■ **CHALLENGE**: Extract every line of the records below that contains the word "woman", and reproduce each such line in full. Case is significant.

■ **INPUT FOR THIS TASK**:

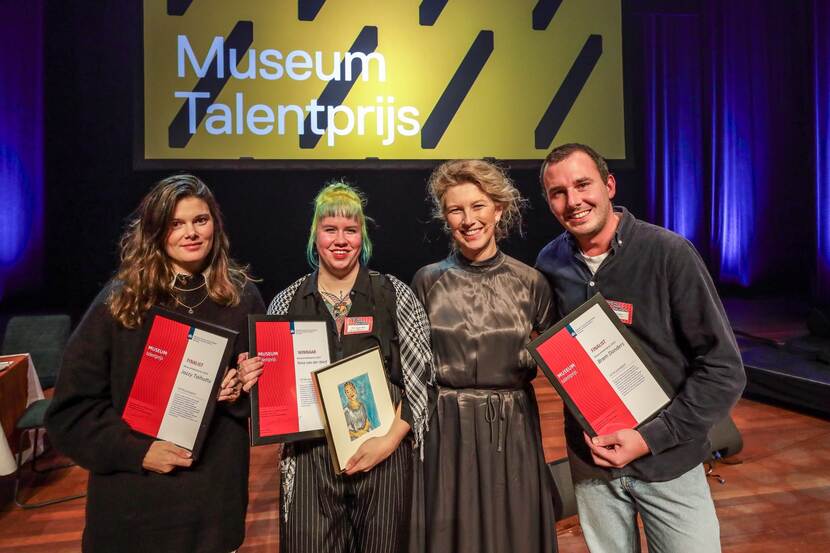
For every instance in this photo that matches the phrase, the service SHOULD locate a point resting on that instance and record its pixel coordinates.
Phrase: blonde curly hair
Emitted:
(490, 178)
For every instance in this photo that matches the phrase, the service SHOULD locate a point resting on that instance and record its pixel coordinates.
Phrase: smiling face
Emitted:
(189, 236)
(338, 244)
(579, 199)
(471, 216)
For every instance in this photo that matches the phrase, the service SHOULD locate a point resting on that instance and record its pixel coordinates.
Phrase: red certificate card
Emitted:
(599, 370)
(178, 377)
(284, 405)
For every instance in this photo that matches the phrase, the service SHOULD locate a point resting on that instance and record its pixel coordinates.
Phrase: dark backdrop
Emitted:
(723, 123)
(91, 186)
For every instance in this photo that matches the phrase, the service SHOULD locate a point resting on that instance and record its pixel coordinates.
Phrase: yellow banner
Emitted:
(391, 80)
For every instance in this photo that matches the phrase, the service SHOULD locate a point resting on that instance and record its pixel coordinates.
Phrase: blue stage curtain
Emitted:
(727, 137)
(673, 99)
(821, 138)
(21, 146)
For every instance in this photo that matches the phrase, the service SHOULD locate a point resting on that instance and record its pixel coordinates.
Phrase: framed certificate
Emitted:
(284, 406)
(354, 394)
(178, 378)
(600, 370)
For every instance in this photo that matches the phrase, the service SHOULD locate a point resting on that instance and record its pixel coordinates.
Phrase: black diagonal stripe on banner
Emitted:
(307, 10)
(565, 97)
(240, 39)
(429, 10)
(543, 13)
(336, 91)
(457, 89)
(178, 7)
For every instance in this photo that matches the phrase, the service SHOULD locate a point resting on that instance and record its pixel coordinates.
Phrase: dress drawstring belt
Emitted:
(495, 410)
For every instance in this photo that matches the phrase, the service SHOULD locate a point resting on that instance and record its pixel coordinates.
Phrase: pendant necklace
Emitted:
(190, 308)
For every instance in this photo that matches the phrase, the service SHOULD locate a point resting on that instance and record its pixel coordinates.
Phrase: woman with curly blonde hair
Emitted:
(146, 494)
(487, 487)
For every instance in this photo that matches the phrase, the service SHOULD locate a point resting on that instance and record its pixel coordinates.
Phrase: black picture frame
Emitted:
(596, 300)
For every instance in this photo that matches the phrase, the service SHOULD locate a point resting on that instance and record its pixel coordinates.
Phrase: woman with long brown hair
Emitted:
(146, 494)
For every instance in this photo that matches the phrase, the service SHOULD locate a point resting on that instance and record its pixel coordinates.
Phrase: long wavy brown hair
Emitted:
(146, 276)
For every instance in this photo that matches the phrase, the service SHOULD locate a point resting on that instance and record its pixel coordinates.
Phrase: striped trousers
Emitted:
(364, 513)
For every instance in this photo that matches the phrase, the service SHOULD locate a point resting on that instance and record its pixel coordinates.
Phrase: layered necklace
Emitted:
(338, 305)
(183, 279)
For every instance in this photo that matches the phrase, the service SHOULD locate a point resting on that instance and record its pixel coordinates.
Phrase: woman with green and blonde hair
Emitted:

* * *

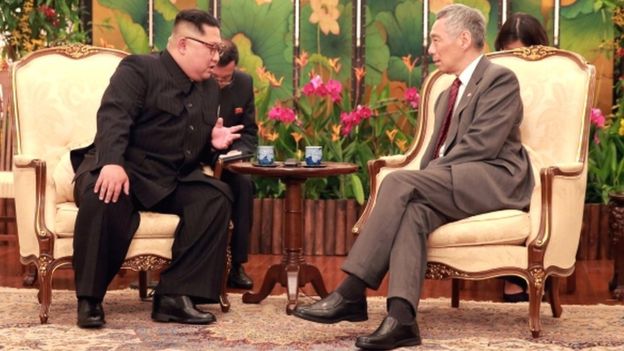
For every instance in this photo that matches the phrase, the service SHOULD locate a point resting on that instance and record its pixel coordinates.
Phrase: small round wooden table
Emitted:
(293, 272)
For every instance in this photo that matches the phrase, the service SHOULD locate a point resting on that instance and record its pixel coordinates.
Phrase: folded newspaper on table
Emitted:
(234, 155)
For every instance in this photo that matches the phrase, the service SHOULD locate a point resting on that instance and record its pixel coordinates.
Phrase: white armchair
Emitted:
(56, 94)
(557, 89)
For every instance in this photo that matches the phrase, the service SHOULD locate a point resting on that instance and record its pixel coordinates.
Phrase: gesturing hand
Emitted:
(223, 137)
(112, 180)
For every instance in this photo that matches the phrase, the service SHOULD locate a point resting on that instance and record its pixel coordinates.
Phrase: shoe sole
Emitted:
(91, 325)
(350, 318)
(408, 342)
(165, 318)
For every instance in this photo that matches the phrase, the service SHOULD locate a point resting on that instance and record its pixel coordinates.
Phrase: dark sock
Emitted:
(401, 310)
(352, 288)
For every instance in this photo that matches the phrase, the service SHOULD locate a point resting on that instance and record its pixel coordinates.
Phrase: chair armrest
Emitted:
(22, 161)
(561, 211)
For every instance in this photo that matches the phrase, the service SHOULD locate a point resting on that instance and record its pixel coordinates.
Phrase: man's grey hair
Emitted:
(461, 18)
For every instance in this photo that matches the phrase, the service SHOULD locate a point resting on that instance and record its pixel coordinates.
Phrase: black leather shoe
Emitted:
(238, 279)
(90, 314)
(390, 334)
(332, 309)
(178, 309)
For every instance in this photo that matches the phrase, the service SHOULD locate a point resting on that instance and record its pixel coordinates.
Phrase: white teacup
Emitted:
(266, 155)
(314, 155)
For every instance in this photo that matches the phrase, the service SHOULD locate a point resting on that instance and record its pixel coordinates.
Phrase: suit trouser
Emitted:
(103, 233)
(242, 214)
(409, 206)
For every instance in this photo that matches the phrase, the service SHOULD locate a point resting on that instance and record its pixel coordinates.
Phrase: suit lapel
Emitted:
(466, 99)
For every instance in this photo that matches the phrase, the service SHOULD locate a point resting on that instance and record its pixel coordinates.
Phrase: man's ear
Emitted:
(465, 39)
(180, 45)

■ **EXERCISE ANSWER**:
Phrase: woman with curly blonde hair
Phrase: woman with long brown hair
Phrase: woman with green and blonde hair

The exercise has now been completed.